*CONSIGNA ESCRITA*: Cambia "travesía" por "caminata" en el fragmento del texto sobre la peregrinación en Jujuy que empieza con "En esta peregrinación" y sigue hasta "todo el recorrido.", y escribe el fragmento completo con ese cambio.

*TEXTO DE LECTURA*:
____________
La peregrinación a la Virgen de Puntal Corral se lleva a cabo todos los años justo una semana antes del Domingo de Ramos, antes de La Pascua. Es en la provincia de Jujuy, al norte de Argentina, donde se realiza y, más precisamente, en la Quebrada de Humahuaca, nombrada en el año 2003 por la UNESCO como Patrimonio Cultural de la Humanidad. Una región llena de paisajes muy coloridos y montañosos, de caminos sinuosos y elevados; que oscilan entre los 2000 msnm y los 4500 msnm, ventosa y seca, inhóspita para los visitantes, pera lleno de vida.

El paraje de Punta Corral se ubica en un abra –una pampa entre los cerros– a unos 30 km del pueblo de Tumbaya. Hay varios senderos de caminos para llegar al santuario de la virgen, como Tunalito y otros por el sur de la quebrada, pero el más conocido es el sendero de Tumbaya.

En esta peregrinación converge gran cantidad de fieles de todas las edades, creyentes o no, algunos aventureros que se animan a realizar esta travesía, entre ellos yo me animé varias veces desde pequeño a hacer el camino. La última vez yendo en solitario y ¿para qué más? Para fotografiar la festividad ya que no soy creyente.

Mi viaje comenzó en la Terminal de Ómnibus de San Salvador de Jujuy, a unos 49 km de Tumbaya. Ese día prestaba un clima muy soleado, era una buena noticia ya que en los últimos días para aquella zona había llovido y eso dificultaba todo el recorrido.
____________
*MATERIAL PROPORCIONADO*:
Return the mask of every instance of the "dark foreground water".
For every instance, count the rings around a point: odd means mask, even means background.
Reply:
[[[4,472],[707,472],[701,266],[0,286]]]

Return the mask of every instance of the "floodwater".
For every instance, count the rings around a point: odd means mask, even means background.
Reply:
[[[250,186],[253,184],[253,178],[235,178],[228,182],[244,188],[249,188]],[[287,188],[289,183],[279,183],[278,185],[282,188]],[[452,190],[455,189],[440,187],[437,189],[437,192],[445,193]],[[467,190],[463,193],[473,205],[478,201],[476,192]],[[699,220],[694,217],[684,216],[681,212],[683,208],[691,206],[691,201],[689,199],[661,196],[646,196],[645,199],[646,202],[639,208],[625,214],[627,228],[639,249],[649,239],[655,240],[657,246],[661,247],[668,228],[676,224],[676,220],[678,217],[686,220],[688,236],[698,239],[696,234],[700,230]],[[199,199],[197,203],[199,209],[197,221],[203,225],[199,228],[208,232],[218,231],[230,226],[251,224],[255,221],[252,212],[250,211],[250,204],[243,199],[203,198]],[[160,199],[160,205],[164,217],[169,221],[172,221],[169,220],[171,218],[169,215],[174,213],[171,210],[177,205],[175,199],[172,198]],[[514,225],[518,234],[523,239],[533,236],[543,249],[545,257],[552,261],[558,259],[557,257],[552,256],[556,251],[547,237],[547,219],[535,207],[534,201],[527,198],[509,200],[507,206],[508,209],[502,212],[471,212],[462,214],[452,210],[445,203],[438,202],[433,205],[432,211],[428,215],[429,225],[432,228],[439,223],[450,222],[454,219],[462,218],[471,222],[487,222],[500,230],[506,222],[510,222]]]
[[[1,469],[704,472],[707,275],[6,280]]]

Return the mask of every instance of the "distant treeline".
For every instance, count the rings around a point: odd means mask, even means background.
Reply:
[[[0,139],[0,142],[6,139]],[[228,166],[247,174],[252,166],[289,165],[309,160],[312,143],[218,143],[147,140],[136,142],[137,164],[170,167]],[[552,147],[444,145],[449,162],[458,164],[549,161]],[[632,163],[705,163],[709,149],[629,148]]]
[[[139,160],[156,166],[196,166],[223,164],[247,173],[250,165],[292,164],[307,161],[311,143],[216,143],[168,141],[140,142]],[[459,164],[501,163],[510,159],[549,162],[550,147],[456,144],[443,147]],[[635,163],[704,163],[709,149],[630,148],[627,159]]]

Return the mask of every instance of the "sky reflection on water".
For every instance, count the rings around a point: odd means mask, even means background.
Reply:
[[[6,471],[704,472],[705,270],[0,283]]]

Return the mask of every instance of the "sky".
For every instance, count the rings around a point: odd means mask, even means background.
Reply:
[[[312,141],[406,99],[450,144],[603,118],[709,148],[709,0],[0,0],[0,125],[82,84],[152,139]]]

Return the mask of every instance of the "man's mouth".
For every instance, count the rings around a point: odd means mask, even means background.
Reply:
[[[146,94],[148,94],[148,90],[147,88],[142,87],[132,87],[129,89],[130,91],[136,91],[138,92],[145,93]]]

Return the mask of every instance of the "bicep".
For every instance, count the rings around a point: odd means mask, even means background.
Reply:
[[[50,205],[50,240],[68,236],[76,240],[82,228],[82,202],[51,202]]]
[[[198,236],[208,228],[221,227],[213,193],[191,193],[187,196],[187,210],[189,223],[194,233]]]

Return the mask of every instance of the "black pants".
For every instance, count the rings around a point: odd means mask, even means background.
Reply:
____________
*SOLUCIÓN ESCRITA*:
En esta peregrinación converge gran cantidad de fieles de todas las edades, creyentes o no, algunos aventureros que se animan a realizar esta caminata, entre ellos yo me animé varias veces desde pequeño a hacer el camino. La última vez yendo en solitario y ¿para qué más? Para fotografiar la festividad ya que no soy creyente.

Mi viaje comenzó en la Terminal de Ómnibus de San Salvador de Jujuy, a unos 49 km de Tumbaya. Ese día prestaba un clima muy soleado, era una buena noticia ya que en los últimos días para aquella zona había llovido y eso dificultaba todo el recorrido.